▸ Task statement: Copy all of the material below exactly.

(Coordinate annotation entries)

· · ·

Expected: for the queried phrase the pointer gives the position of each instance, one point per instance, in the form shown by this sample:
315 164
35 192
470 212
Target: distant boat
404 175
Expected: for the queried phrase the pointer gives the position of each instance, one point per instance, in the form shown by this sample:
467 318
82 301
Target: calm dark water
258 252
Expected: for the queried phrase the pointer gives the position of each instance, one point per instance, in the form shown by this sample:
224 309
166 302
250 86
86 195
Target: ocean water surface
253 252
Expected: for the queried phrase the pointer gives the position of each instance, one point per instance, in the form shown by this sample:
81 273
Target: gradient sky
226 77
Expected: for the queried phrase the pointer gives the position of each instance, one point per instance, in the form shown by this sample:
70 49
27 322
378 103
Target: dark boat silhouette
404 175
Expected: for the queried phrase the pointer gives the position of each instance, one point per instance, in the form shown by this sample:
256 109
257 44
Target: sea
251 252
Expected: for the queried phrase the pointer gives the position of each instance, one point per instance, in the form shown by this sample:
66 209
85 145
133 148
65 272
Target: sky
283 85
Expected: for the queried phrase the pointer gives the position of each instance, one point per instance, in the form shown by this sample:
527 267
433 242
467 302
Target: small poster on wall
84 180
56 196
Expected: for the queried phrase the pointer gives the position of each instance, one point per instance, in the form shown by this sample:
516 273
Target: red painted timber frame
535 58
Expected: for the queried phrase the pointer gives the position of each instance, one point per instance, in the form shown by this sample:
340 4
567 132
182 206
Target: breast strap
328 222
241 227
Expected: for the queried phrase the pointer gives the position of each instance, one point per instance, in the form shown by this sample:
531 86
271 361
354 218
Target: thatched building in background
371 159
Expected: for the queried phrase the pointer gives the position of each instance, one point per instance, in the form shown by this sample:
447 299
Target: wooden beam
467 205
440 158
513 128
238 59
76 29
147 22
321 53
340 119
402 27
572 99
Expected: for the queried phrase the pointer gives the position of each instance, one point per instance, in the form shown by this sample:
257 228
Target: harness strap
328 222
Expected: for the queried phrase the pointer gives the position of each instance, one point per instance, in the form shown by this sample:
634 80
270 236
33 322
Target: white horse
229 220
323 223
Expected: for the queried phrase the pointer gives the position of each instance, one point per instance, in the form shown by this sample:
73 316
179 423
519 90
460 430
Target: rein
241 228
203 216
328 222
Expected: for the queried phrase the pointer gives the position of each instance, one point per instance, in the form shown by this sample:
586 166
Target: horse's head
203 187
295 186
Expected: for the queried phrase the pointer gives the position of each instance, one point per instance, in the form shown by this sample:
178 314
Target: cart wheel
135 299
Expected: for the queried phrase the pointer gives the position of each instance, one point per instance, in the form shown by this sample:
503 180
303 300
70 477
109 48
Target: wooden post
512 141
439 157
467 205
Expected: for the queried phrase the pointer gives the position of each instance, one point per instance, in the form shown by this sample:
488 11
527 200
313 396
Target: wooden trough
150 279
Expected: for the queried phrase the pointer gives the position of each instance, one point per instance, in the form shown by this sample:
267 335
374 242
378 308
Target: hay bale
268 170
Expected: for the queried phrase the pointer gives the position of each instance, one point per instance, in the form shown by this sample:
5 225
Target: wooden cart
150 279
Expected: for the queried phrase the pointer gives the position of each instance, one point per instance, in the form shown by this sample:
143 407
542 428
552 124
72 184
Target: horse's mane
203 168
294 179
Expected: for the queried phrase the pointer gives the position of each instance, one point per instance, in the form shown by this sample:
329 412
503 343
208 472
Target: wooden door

· · ·

▸ Solution to the problem:
Expected: for the queried phrase the pointer gives the position of each instance, one point per instance, in the form shown by this sample:
315 164
35 192
470 212
Target: distant boat
404 175
Expected: for the queried phrase the pointer gives the position of each instance, one point per instance, in the form shown by this sample:
467 318
82 301
Target: calm dark water
258 252
Expected: for the queried phrase the pointer gives the position of each instance, one point per instance, in the form shown by this sample:
224 309
166 302
250 86
86 195
Target: ocean water surface
253 252
Expected: for the queried phrase the pointer gives the position of each instance, one point per instance, in the form shown by this sample:
81 273
Target: gradient sky
226 77
Expected: for the queried phrase the pointer gives the position of each instance, one point per instance, in the form shown by this sample:
70 49
27 322
378 103
Target: dark boat silhouette
404 175
Expected: for the queried phrase the pointer gives the position of each instance, one point per instance, in the form shown by this sample:
256 109
257 44
Target: sea
251 252
Expected: for the queried phrase the pointer gives the position of each instance, one point per instance, in the form shown by this sample:
66 209
85 145
133 148
65 272
Target: sky
283 85
Expected: for the queried phrase the pointer gives the position of each instance, one point per instance, in the form shown by this sample:
527 267
433 242
467 302
Target: small poster on wall
84 180
56 196
Expected: for the queried phrase the pointer gives the position of each instance, one point per instance, in the form shown by this sample:
516 273
Target: red painted timber frame
535 58
Expected: for the queried phrase the pointer gives the position of each instance, one point per instance, in the form shown by this sample:
340 4
567 132
182 206
Target: breast strap
328 222
241 227
Expected: for the queried phrase the pointer gives the position of each instance, one point per instance, in the form shown by this sample:
531 86
271 361
354 218
Target: thatched building in background
371 159
Expected: for the queried phrase the pointer gives the position of each instance, one point per instance, in the form shown by this sample:
447 299
Target: wooden beam
467 205
440 158
513 128
238 59
76 29
147 22
321 53
340 119
402 27
572 99
Expected: for the queried phrase the pointer gives the position of each instance, one point per instance, in the form shown by this sample:
257 228
Target: harness strap
328 222
Expected: for the queried phrase the pointer gives the position of each instance, one point per instance, in the form shown by this sample:
634 80
270 236
33 322
Target: white horse
229 220
323 223
Expected: for the queried phrase the pointer gives the position of each instance, one point per instance, in the form shown by this sample:
73 316
179 423
519 90
460 430
Target: rein
241 228
203 216
328 222
Expected: for the queried phrase the pointer gives the position of each instance, one point per instance, in the form shown by this sample:
586 166
Target: horse's head
203 187
295 186
Expected: for the queried phrase the pointer gives the position of each instance, one point per instance, in the form shown by this sample:
178 314
Target: cart wheel
135 299
Expected: for the queried phrase the pointer gives the position of each instance, one point per instance, in the form shown by this sample:
503 180
303 300
70 477
109 48
Target: wooden post
512 141
439 157
467 205
Expected: for the queried phrase the pointer gives the position of each instance, one point per instance, in the form shown by this sample:
488 11
527 200
313 396
Target: wooden trough
150 279
Expected: for the queried phrase the pointer gives the position of each instance, one point per instance, in the form shown by this sample:
267 335
374 242
378 308
Target: hay bale
268 170
Expected: for the queried phrase the pointer gives the position of each instance, one point per instance, in the form shown by this sample:
5 225
Target: wooden cart
150 279
Expected: for the queried phrase the pointer gives the position of each instance, one point per instance, in the form shown by this sample:
143 407
542 428
552 124
72 184
Target: horse's mane
203 168
294 179
Expected: for the queried phrase the pointer gives the position of each instance, one point per instance, in the form shown by this sample:
329 412
503 343
208 472
Target: wooden door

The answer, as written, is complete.